# Consigne A
Dans la liste, recopiez le passage qui va de la ligne contenant « sky. Review it and find all matching regions. » jusqu'à la fin de la liste, en remplaçant « scenario » par « setting » et en laissant tout le reste intact.

# Extrait choisi
━━━━━━━━━━━━━━━━━━━━

2La victoire contre l’armée de Napoléon permet à la Russie de s’imposer comme grande puissance européenne, réalisant ainsi le projet politique de ses souverains depuis Pierre Ier. Roger Bartlett esquisse dans un premier chapitre les ambitions russes et la quête de modernité des gouvernements impériaux de l’époque des Lumières, tandis que le système social reste dominé par une aristocratie d’Ancien-régime et un régime tsariste autocratique. A Saint-Pétersbourg comme à Moscou, des ressortissants français, suisses, allemands et britanniques sont encouragés par le pouvoir à aider au développement économique et industriel du pays. Ces communautés fournissent des précepteurs, éducateurs, médecins, agronomes et ingénieurs – parmi lesquels on retrouve également la famille maternelle d’Etienne Dumont, émigrée de Genève. Ce sont ces perspectives d’une carrière et d’un enrichissement rapides qui ont attiré Samuel Bentham à Moscou dès 1780. Ses talents ont été repérés par le prince Grigori Potemkine qui lui confie l’administration de son domaine à Krichev en 1784, où Jeremy lui rend visite. En 1787-1788, Samuel s’illustre lors de la guerre russo-turque à Kherson, toujours sous les ordres de Potemkine. De retour en Angleterre en 1791, il conserve un réseau solide en Russie et une connaissance des rouages de la société. Ces relations lui sont utiles lorsqu’il est à nouveau envoyé en Russie par l’Amirauté britannique entre 1805 et 1807 dans ses fonctions d’Inspecteur général des constructions navales (Inspector-General of Naval Works, une fonction créée pour lui de 1795 à 1808) – elles seront aussi mobilisées par son frère pour diffuser ses projets de réforme juridique.

━━━━━━━━━━━━━━━━━━━━

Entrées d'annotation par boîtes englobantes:

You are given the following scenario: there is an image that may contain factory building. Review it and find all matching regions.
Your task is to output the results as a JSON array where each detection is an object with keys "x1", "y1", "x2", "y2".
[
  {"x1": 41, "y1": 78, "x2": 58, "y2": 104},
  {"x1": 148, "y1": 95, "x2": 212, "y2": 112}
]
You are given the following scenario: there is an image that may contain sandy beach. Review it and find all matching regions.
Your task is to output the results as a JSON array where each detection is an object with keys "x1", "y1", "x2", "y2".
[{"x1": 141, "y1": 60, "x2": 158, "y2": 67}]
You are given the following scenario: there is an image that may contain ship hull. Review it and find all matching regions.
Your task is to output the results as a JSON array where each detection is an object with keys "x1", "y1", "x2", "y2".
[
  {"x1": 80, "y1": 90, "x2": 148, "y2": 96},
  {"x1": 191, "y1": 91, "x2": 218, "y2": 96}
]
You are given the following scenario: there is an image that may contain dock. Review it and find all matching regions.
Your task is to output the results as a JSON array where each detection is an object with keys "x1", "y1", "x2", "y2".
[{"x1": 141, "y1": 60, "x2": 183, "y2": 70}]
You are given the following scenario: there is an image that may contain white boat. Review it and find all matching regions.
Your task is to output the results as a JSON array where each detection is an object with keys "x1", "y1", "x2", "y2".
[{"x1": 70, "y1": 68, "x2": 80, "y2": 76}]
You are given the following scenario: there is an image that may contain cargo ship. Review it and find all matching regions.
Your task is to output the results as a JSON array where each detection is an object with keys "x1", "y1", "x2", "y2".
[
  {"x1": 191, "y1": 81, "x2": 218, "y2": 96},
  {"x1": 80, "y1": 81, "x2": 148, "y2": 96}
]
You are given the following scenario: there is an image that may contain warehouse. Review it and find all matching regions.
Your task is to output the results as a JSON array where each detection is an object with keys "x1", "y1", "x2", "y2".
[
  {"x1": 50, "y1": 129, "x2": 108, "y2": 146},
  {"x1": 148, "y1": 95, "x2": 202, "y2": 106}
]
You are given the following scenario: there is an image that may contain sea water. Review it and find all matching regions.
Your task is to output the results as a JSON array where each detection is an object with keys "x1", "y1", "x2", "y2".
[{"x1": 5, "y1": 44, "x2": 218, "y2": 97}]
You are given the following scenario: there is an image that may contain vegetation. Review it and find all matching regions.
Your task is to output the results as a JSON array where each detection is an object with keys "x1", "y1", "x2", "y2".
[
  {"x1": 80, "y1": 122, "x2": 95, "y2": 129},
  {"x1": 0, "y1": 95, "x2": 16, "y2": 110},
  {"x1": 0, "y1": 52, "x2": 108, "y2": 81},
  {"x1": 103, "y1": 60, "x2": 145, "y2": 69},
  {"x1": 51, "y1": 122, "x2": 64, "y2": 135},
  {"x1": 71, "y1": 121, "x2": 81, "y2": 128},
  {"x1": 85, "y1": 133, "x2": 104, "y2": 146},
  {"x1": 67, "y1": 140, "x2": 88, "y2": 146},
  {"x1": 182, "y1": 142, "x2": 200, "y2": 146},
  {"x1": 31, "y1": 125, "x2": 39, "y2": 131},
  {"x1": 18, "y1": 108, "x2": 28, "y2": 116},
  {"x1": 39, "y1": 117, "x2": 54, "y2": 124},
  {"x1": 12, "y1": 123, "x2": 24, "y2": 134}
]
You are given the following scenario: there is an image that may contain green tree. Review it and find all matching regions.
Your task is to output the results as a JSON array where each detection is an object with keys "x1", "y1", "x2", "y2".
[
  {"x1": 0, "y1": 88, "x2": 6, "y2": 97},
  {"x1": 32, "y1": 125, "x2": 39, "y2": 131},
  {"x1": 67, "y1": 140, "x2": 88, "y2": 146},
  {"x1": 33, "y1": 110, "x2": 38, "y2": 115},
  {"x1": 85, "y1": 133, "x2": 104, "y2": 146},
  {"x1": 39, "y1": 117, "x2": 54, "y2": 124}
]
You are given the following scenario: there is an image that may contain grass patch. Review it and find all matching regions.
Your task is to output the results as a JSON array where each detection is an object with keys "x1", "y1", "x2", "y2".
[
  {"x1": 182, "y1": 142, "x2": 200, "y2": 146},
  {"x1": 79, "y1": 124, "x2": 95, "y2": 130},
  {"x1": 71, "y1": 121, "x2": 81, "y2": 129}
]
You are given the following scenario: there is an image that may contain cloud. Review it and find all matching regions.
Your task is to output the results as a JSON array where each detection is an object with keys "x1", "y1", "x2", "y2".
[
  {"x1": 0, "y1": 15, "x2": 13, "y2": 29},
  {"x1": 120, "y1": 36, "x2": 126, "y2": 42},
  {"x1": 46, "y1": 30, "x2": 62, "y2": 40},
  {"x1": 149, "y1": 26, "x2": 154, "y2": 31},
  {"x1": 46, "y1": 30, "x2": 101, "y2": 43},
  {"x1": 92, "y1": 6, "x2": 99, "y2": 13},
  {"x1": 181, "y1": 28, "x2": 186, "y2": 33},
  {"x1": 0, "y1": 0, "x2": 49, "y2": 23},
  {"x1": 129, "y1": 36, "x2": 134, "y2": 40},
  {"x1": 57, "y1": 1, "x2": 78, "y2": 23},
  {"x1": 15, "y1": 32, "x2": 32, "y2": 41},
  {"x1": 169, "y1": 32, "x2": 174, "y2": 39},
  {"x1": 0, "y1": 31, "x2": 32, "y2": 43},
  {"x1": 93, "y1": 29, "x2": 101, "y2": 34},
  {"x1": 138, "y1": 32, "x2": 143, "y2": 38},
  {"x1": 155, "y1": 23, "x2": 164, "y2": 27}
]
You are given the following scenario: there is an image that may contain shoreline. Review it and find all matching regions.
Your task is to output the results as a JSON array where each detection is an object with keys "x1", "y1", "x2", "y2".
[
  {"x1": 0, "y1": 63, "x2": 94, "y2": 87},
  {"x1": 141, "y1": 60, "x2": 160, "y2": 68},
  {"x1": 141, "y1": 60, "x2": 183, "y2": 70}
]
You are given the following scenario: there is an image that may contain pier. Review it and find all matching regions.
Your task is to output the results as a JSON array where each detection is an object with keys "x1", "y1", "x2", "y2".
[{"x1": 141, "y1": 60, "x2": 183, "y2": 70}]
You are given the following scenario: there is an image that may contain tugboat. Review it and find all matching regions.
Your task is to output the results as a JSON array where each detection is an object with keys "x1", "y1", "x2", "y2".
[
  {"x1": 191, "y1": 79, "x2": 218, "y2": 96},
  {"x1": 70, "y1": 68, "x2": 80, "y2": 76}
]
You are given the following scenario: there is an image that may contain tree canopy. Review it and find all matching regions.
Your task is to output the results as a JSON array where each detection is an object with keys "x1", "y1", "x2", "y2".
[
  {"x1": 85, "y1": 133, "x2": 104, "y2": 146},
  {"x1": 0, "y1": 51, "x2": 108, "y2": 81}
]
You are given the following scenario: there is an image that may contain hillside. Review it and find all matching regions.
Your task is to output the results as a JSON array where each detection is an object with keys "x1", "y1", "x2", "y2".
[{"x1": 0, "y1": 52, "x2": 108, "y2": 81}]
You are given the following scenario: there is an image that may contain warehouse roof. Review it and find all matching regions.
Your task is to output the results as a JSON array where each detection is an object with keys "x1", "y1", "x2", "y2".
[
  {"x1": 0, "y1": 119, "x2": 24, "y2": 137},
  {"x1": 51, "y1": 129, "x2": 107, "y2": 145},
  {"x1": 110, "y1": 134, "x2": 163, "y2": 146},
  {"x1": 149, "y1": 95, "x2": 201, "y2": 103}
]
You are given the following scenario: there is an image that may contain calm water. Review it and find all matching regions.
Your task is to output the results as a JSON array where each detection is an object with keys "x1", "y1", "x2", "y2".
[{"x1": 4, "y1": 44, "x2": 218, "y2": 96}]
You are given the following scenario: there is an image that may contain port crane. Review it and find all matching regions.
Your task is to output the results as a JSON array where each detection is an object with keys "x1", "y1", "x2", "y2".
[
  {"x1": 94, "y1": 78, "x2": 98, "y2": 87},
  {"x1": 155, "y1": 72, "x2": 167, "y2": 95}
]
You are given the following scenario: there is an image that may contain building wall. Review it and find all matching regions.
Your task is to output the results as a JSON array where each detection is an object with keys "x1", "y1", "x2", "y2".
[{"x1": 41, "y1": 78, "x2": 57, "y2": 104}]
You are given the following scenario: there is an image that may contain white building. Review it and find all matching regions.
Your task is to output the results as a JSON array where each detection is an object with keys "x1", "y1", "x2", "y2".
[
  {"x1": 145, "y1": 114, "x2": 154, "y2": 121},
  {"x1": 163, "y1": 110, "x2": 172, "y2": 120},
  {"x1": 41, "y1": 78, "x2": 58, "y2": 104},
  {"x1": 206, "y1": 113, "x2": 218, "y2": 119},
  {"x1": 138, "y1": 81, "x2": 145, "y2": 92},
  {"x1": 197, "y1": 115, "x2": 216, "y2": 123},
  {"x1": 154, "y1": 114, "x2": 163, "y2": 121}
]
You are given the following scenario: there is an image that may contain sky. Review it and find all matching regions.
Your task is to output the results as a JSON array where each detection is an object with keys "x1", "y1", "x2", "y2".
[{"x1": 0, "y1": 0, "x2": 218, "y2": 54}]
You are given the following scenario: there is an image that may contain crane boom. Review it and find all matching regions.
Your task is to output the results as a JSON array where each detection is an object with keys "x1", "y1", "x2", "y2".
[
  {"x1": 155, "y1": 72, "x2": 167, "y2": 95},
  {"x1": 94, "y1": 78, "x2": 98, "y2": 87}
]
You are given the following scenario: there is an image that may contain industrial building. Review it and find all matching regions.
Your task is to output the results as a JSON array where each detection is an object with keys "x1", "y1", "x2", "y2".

━━━━━━━━━━━━━━━━━━━━

# Consigne B
Répondez à ces questions d'après l'extrait choisi :
(i) En quelle année Samuel Bentham a-t-il été attiré à Moscou ?
(ii) Qui lui confie l'administration de son domaine à Krichev ?
(iii) De quelle ville la famille maternelle d'Etienne Dumont avait-elle émigré ?

# Réponse attendue A
You are given the following setting: there is an image that may contain sky. Review it and find all matching regions.
Your task is to output the results as a JSON array where each detection is an object with keys "x1", "y1", "x2", "y2".
[{"x1": 0, "y1": 0, "x2": 218, "y2": 54}]
You are given the following setting: there is an image that may contain crane boom. Review it and find all matching regions.
Your task is to output the results as a JSON array where each detection is an object with keys "x1", "y1", "x2", "y2".
[
  {"x1": 155, "y1": 72, "x2": 167, "y2": 95},
  {"x1": 94, "y1": 78, "x2": 98, "y2": 87}
]
You are given the following setting: there is an image that may contain industrial building. Review it and find all matching regions.
Your task is to output the results as a JSON array where each detection is an object with keys "x1", "y1", "x2", "y2".

# Réponse attendue B
(i) En 1780.
(ii) Le prince Grigori Potemkine.
(iii) De Genève.